▶ [Tasks to perform]:
A) Print everything in the passage on Chinese judges and Party discipline from "Recently, however, some" down to "most criminal trials.".
B) Carry on the passage on Chinese judges and Party discipline from the point where it stops.

Will the judiciary respond in a creative way to the challenges
presented by an increasingly litigious society? Much depends on whether
the Party leadership has the wisdom and vision to appreciate the
contribution that able and imaginative judges can make to stabilizing a
country that is seething with injustice. I am confident that the
quality of the judges is improving, as one recent statistic suggests. A
decade ago only 10,000 judges in the country, a mere 6.9 percent of the
total at that time, had received an undergraduate education of any
kind. Today, over 90,000 judges have reached that level, some 51.6
percent of the current total, and this trend toward greater education,
increasingly legal education, will continue.
due process and the communist party
Albeit little known to most Chinese people, growing rights
consciousness has even invaded the precincts of the Communist Party's
70 million members. When dealing with the crucial issue of the
imposition of Party sanctions against individual members, the most
severe of which is loss of membership, the Party Charter has long
recognized certain elements of due process--notice to the individual of
the adverse action proposed and a right to be heard before a decision
is made. In practice that provision has often not been implemented.
Recently, however, some notable steps have been taken to put living
flesh on the bare bones. For the past four years local Party Discipline
and Inspection Commissions (DIC) in at least twenty provinces have
reportedly conducted a range of experiments with what has come to be
known as a ``Party Discipline Tribunal'' or ``Intra-Party Court'' that
adopts some basic features of PRC criminal court trials. In one respect
at least--the opportunity to cross-examine witnesses--this evolving
institution may do better than most criminal trials.

▶ [Dataset excerpt]:
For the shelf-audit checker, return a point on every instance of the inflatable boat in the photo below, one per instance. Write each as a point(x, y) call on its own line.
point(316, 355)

▶ [Task responses]:
A)
Recently, however, some notable steps have been taken to put living
flesh on the bare bones. For the past four years local Party Discipline
and Inspection Commissions (DIC) in at least twenty provinces have
reportedly conducted a range of experiments with what has come to be
known as a ``Party Discipline Tribunal'' or ``Intra-Party Court'' that
adopts some basic features of PRC criminal court trials. In one respect
at least--the opportunity to cross-examine witnesses--this evolving
institution may do better than most criminal trials.

B)
Although details have varied, at these tribunals Party
investigators are required to present evidence, including witnesses,
and the accused is permitted to challenge the evidence, produce
witnesses of his own and even have the assistance of a fellow Party
member in coping with the evidence and arguing his case. The triers of
the case are designated by the local DIC and, like real PRC judges in
sensitive or difficult cases, they merely report their findings to the
tribunal's leadership for decision. In some cases the hearing is
``open'' in the sense of allowing certain Party members to attend, and
the accused has a limited right to appeal an adverse decision. These
Party tribunals have apparently not yet been convened at the provincial
or central level, but their emergence at the grass roots demonstrates
the spread of ideas of fundamental fairness among the country's elite
when it comes to dealing with itself. Loss of Party membership, even in
today's more mobile Chinese society, can be a devastating blow. These
Party tribunals also reflect the Party's increasing concern for
enhancing its legitimacy, punishing corruption and ventilating the
punishment process to reduce the likelihood that it too is corrupted.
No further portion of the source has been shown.